:: Source extract ::
........

Is Hinduism a Pagan Religion?
By Arvind Sharma,
Birks Professor of Comparative Religion, McGill University
Huffington Post
February 3, 2012
Some American law-makers recently characterized Hinduism
as pagan. This raises the question: is Hinduism a pagan
religion?
The Abrahamic religious traditions, as Judaism,
Christianity, and Islam are collectively called,
associate paganism with the worship of many gods, and
their many idols. The former is condemned as polytheism
and the latter as idolatry; and the two are viewed as
inextricably intertwined forms of worship, which has been
superseded in the aniconic monotheism and which these
religions self-consciously uphold and propagate.
Hinduism at first blush appears to conform to paganism.
It seems to worship many gods and seems to do so by
worshipping different images. It thus comes across as
polytheistic and idolatrous and therefore pagan. This
perception fuels the missionary zeal of the Abrahamic
religions to destroy such paganism.
There is only one problem with this scenario. It is based
on a false presumption. It is true that there are many
gods in Hinduism and that it abounds in image worship,
but while these various gods are considered different
gods in paganism as traditionally represented, in
Hinduism they represent the various forms of the one and
same God. Thus a plurality of gods does not denote
polytheism in Hinduism but rather the plurality of the
forms in which the same one God might appear. A new word
such as polyformism may have to be coined, or an older
word polymorphism may have to be invoked, to be set
beside polytheism, to provide the corrective. The Hindu
situation is characterized not by polytheism but what
might be called at best "apparent polytheism," because
the reality underlying all the different gods is the
reality of one God. Hence, ironically, the situation
could also in a sense be described as one of "apparent
monotheism," in the sense that the one God appears in
various forms.
Similarly, the various images of the various gods also
reflect the same point. Any of the many forms, in which
God might be seen as appearing, can be visually
represented in Hinduism, as a way of focusing the mind on
God. This should not be taken for some new-fangled
apologetic exegetical sleight of hand performed by modern
Hinduism. When the 17th century French traveler, Francois
Bernier, was shocked by what he saw of Hinduism, this is
how the pandits of Banaras explained the situation to
him: "We have indeed in our temples a great variety of
images. ...To all these images we pay great honour;
prostrating our bodies, and presenting to them, with much
ceremony, flowers, rice, scented oil, saffron, and other
similar articles. Yet we do not believe that these
statues are themselves Brahma or Vishnu; but merely their
images and representations. We show them deference only
for the sake of the deity whom they represent, and when
we pray it is not to the statue, but to that deity.

........

Records from an annotation dataset
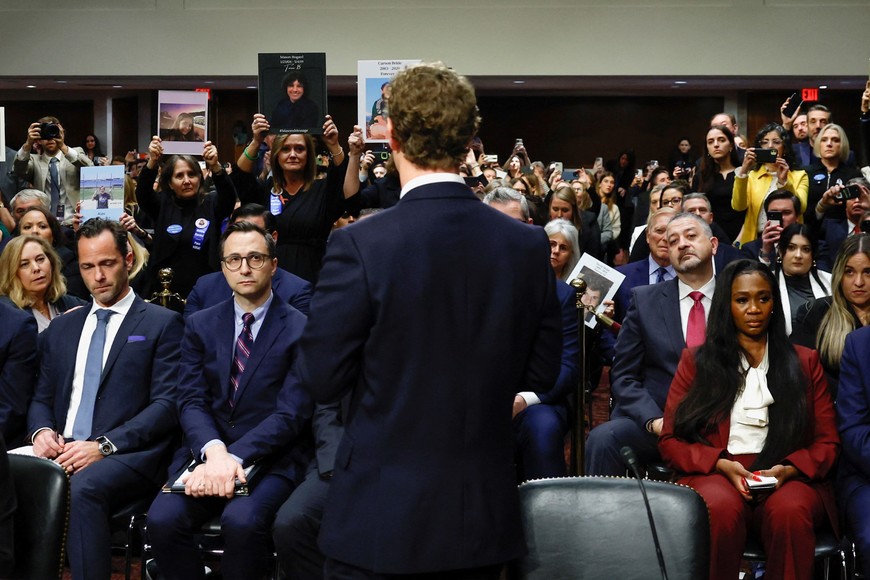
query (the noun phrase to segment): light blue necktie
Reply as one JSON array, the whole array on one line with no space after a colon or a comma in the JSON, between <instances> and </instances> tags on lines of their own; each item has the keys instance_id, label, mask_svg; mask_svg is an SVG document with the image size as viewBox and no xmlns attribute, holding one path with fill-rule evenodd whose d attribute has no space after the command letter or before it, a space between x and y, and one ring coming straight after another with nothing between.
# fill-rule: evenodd
<instances>
[{"instance_id":1,"label":"light blue necktie","mask_svg":"<svg viewBox=\"0 0 870 580\"><path fill-rule=\"evenodd\" d=\"M103 348L106 346L106 324L114 314L112 310L100 308L97 315L97 328L91 335L91 345L88 347L88 358L85 361L85 380L82 386L82 400L73 424L73 439L86 441L91 436L94 422L94 404L97 401L97 391L100 389L100 376L103 374Z\"/></svg>"},{"instance_id":2,"label":"light blue necktie","mask_svg":"<svg viewBox=\"0 0 870 580\"><path fill-rule=\"evenodd\" d=\"M51 213L57 215L57 205L60 203L60 178L57 176L57 157L52 157L48 163L48 177L51 189Z\"/></svg>"}]
</instances>

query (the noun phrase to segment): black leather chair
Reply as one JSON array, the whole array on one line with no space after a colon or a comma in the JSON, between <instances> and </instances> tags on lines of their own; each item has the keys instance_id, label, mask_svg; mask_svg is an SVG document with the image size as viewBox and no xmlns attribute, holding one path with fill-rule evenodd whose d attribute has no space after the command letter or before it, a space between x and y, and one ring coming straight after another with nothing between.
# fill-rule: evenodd
<instances>
[{"instance_id":1,"label":"black leather chair","mask_svg":"<svg viewBox=\"0 0 870 580\"><path fill-rule=\"evenodd\" d=\"M39 457L9 455L9 468L18 499L11 578L61 578L69 525L69 478L60 465Z\"/></svg>"},{"instance_id":2,"label":"black leather chair","mask_svg":"<svg viewBox=\"0 0 870 580\"><path fill-rule=\"evenodd\" d=\"M707 578L710 523L693 489L645 482L670 580ZM528 555L513 576L553 578L660 577L655 545L637 481L566 477L519 487Z\"/></svg>"},{"instance_id":3,"label":"black leather chair","mask_svg":"<svg viewBox=\"0 0 870 580\"><path fill-rule=\"evenodd\" d=\"M831 558L837 557L837 568L840 571L840 578L846 580L849 577L846 553L851 550L851 542L848 540L837 540L834 533L830 530L823 530L816 533L816 560L822 560L822 573L825 580L830 577ZM764 553L764 547L756 537L750 535L746 540L746 547L743 549L743 559L753 562L764 562L767 560L767 555Z\"/></svg>"}]
</instances>

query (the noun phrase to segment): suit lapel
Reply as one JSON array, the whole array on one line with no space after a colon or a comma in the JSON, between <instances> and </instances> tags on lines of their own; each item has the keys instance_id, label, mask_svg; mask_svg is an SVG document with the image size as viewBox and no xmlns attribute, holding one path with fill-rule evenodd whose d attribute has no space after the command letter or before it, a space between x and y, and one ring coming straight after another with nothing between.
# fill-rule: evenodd
<instances>
[{"instance_id":1,"label":"suit lapel","mask_svg":"<svg viewBox=\"0 0 870 580\"><path fill-rule=\"evenodd\" d=\"M683 323L680 317L680 291L677 279L656 284L660 291L659 313L662 316L662 328L668 333L667 345L676 355L673 360L680 360L680 354L686 346L683 337Z\"/></svg>"},{"instance_id":2,"label":"suit lapel","mask_svg":"<svg viewBox=\"0 0 870 580\"><path fill-rule=\"evenodd\" d=\"M220 380L220 392L226 393L226 400L229 401L232 397L230 393L230 369L233 366L233 349L236 344L236 326L234 321L235 313L233 310L233 299L230 298L224 302L224 306L219 309L217 315L217 328L214 334L218 365L218 377ZM232 337L226 340L225 337ZM207 338L207 337L206 337Z\"/></svg>"},{"instance_id":3,"label":"suit lapel","mask_svg":"<svg viewBox=\"0 0 870 580\"><path fill-rule=\"evenodd\" d=\"M238 402L251 382L251 377L256 374L257 367L265 360L266 355L271 351L272 344L284 331L284 316L285 312L279 310L281 303L277 296L272 298L272 304L269 310L266 311L266 318L263 320L263 325L260 327L260 332L257 333L257 339L254 341L254 348L251 350L251 356L248 357L248 364L245 365L245 372L242 373L239 381L239 391L236 393L236 401ZM229 379L227 379L229 380Z\"/></svg>"},{"instance_id":4,"label":"suit lapel","mask_svg":"<svg viewBox=\"0 0 870 580\"><path fill-rule=\"evenodd\" d=\"M102 387L103 381L106 380L106 377L109 375L109 372L112 370L112 366L115 364L115 361L118 360L118 355L121 354L121 351L124 349L124 345L127 344L127 339L130 337L130 334L133 333L133 330L139 326L139 322L145 317L145 302L139 298L138 296L133 300L133 304L130 305L130 310L127 312L127 316L124 317L124 320L121 321L121 326L118 328L118 333L115 335L115 340L112 342L112 348L109 350L109 356L106 358L106 364L103 365L103 374L100 375L100 386Z\"/></svg>"}]
</instances>

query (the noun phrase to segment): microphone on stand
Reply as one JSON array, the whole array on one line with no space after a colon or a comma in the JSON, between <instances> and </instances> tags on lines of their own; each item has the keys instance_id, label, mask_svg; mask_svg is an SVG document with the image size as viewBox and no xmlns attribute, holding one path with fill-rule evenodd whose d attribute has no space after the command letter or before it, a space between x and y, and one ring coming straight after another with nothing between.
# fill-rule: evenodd
<instances>
[{"instance_id":1,"label":"microphone on stand","mask_svg":"<svg viewBox=\"0 0 870 580\"><path fill-rule=\"evenodd\" d=\"M629 471L631 471L632 475L637 479L638 485L640 485L640 492L643 494L643 505L646 506L646 515L649 519L649 529L653 533L653 543L656 547L656 556L659 559L659 570L662 573L662 580L668 580L668 571L667 568L665 568L665 557L662 555L662 546L659 544L659 535L656 532L656 523L652 517L652 510L649 507L649 499L646 497L646 488L643 485L643 478L640 476L637 455L634 454L634 449L628 445L620 449L619 453L622 455L622 460L628 466Z\"/></svg>"}]
</instances>

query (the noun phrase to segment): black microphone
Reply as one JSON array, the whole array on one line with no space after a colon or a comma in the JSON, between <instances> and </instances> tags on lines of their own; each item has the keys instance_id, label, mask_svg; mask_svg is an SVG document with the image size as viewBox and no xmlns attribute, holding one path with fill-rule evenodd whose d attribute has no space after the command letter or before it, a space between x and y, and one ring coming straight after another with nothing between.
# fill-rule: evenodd
<instances>
[{"instance_id":1,"label":"black microphone","mask_svg":"<svg viewBox=\"0 0 870 580\"><path fill-rule=\"evenodd\" d=\"M638 485L640 485L640 492L643 494L643 505L646 506L646 515L649 518L649 529L653 533L653 543L656 546L656 556L659 559L659 570L662 572L662 580L668 580L668 570L665 568L665 557L662 556L662 546L659 544L659 535L656 532L656 523L652 517L652 510L649 507L649 499L646 497L646 488L643 485L643 478L640 476L640 468L638 467L637 455L634 454L634 449L626 445L622 449L619 450L620 455L622 455L622 460L628 466L628 469L634 475L635 479L637 479Z\"/></svg>"}]
</instances>

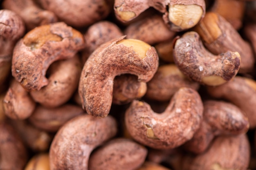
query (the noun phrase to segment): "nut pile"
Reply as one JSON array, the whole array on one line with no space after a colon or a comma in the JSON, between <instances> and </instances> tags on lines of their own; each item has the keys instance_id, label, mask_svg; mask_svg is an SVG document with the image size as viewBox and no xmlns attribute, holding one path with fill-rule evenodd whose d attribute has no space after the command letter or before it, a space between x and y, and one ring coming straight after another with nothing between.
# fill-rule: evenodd
<instances>
[{"instance_id":1,"label":"nut pile","mask_svg":"<svg viewBox=\"0 0 256 170\"><path fill-rule=\"evenodd\" d=\"M0 3L0 170L256 170L256 0Z\"/></svg>"}]
</instances>

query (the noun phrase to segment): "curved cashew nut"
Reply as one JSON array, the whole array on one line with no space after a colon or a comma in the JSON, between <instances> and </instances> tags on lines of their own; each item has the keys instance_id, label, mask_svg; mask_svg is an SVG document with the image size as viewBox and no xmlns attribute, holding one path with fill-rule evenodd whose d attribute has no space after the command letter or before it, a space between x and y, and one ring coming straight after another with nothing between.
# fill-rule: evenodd
<instances>
[{"instance_id":1,"label":"curved cashew nut","mask_svg":"<svg viewBox=\"0 0 256 170\"><path fill-rule=\"evenodd\" d=\"M116 122L110 116L99 119L87 114L72 119L59 130L52 143L50 169L88 169L91 152L117 131Z\"/></svg>"},{"instance_id":2,"label":"curved cashew nut","mask_svg":"<svg viewBox=\"0 0 256 170\"><path fill-rule=\"evenodd\" d=\"M180 71L191 79L209 85L230 80L237 74L241 58L237 52L228 51L218 55L209 52L198 34L185 33L175 43L174 61Z\"/></svg>"},{"instance_id":3,"label":"curved cashew nut","mask_svg":"<svg viewBox=\"0 0 256 170\"><path fill-rule=\"evenodd\" d=\"M139 142L154 148L172 148L192 138L200 127L202 113L198 93L182 87L162 114L154 113L146 103L134 100L126 112L125 123Z\"/></svg>"},{"instance_id":4,"label":"curved cashew nut","mask_svg":"<svg viewBox=\"0 0 256 170\"><path fill-rule=\"evenodd\" d=\"M79 92L83 108L96 117L106 116L112 103L116 76L131 74L148 81L157 71L158 57L155 48L137 39L109 41L98 48L85 62Z\"/></svg>"}]
</instances>

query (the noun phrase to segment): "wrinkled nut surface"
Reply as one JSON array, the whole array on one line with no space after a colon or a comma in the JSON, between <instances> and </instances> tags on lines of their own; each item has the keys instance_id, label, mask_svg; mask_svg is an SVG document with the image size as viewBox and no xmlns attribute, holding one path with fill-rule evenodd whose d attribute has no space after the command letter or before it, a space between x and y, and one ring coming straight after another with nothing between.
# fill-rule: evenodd
<instances>
[{"instance_id":1,"label":"wrinkled nut surface","mask_svg":"<svg viewBox=\"0 0 256 170\"><path fill-rule=\"evenodd\" d=\"M49 84L40 90L30 92L33 99L47 107L56 107L66 103L77 88L82 66L79 57L58 61L52 64L47 74Z\"/></svg>"},{"instance_id":2,"label":"wrinkled nut surface","mask_svg":"<svg viewBox=\"0 0 256 170\"><path fill-rule=\"evenodd\" d=\"M168 101L180 88L186 87L197 90L200 84L188 79L175 64L168 64L159 66L152 79L147 83L147 87L146 97Z\"/></svg>"},{"instance_id":3,"label":"wrinkled nut surface","mask_svg":"<svg viewBox=\"0 0 256 170\"><path fill-rule=\"evenodd\" d=\"M245 77L236 76L233 80L220 86L207 87L211 96L229 101L238 107L249 119L250 129L256 127L256 82Z\"/></svg>"},{"instance_id":4,"label":"wrinkled nut surface","mask_svg":"<svg viewBox=\"0 0 256 170\"><path fill-rule=\"evenodd\" d=\"M13 79L3 100L6 116L13 119L26 119L33 113L36 105L29 92L20 83Z\"/></svg>"},{"instance_id":5,"label":"wrinkled nut surface","mask_svg":"<svg viewBox=\"0 0 256 170\"><path fill-rule=\"evenodd\" d=\"M241 58L237 52L227 51L214 55L204 47L199 35L186 32L176 41L174 61L180 71L201 84L218 85L230 80L237 74Z\"/></svg>"},{"instance_id":6,"label":"wrinkled nut surface","mask_svg":"<svg viewBox=\"0 0 256 170\"><path fill-rule=\"evenodd\" d=\"M54 61L74 57L83 48L83 35L63 22L36 27L16 44L11 72L28 91L47 85L46 71Z\"/></svg>"},{"instance_id":7,"label":"wrinkled nut surface","mask_svg":"<svg viewBox=\"0 0 256 170\"><path fill-rule=\"evenodd\" d=\"M143 163L147 153L145 147L131 139L115 139L91 155L88 169L136 169Z\"/></svg>"},{"instance_id":8,"label":"wrinkled nut surface","mask_svg":"<svg viewBox=\"0 0 256 170\"><path fill-rule=\"evenodd\" d=\"M182 170L246 170L250 159L250 145L245 134L219 136L202 154L184 155Z\"/></svg>"},{"instance_id":9,"label":"wrinkled nut surface","mask_svg":"<svg viewBox=\"0 0 256 170\"><path fill-rule=\"evenodd\" d=\"M200 127L203 104L194 90L180 88L161 114L146 103L134 100L125 113L125 123L132 138L157 149L177 147L190 139Z\"/></svg>"},{"instance_id":10,"label":"wrinkled nut surface","mask_svg":"<svg viewBox=\"0 0 256 170\"><path fill-rule=\"evenodd\" d=\"M239 72L252 70L255 59L250 44L220 15L207 13L194 30L199 34L207 49L213 54L218 55L227 51L239 53L241 57Z\"/></svg>"},{"instance_id":11,"label":"wrinkled nut surface","mask_svg":"<svg viewBox=\"0 0 256 170\"><path fill-rule=\"evenodd\" d=\"M94 117L105 117L112 103L116 76L130 74L148 81L158 66L155 48L142 41L123 39L109 41L95 50L83 66L79 87L83 107Z\"/></svg>"},{"instance_id":12,"label":"wrinkled nut surface","mask_svg":"<svg viewBox=\"0 0 256 170\"><path fill-rule=\"evenodd\" d=\"M204 102L203 120L184 148L196 154L204 152L216 136L245 134L249 129L247 117L230 103L213 100Z\"/></svg>"},{"instance_id":13,"label":"wrinkled nut surface","mask_svg":"<svg viewBox=\"0 0 256 170\"><path fill-rule=\"evenodd\" d=\"M117 123L110 116L99 119L85 115L71 120L58 131L52 143L50 169L88 169L91 152L117 131Z\"/></svg>"},{"instance_id":14,"label":"wrinkled nut surface","mask_svg":"<svg viewBox=\"0 0 256 170\"><path fill-rule=\"evenodd\" d=\"M23 169L28 159L26 147L14 129L0 122L0 169Z\"/></svg>"}]
</instances>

........

Copy the passage of the article on Hinduism and paganism from "It seems to" up to and including "destroy such paganism.".

:: Result of this task ::
It seems to worship many gods and seems to do so by
worshipping different images. It thus comes across as
polytheistic and idolatrous and therefore pagan. This
perception fuels the missionary zeal of the Abrahamic
religions to destroy such paganism.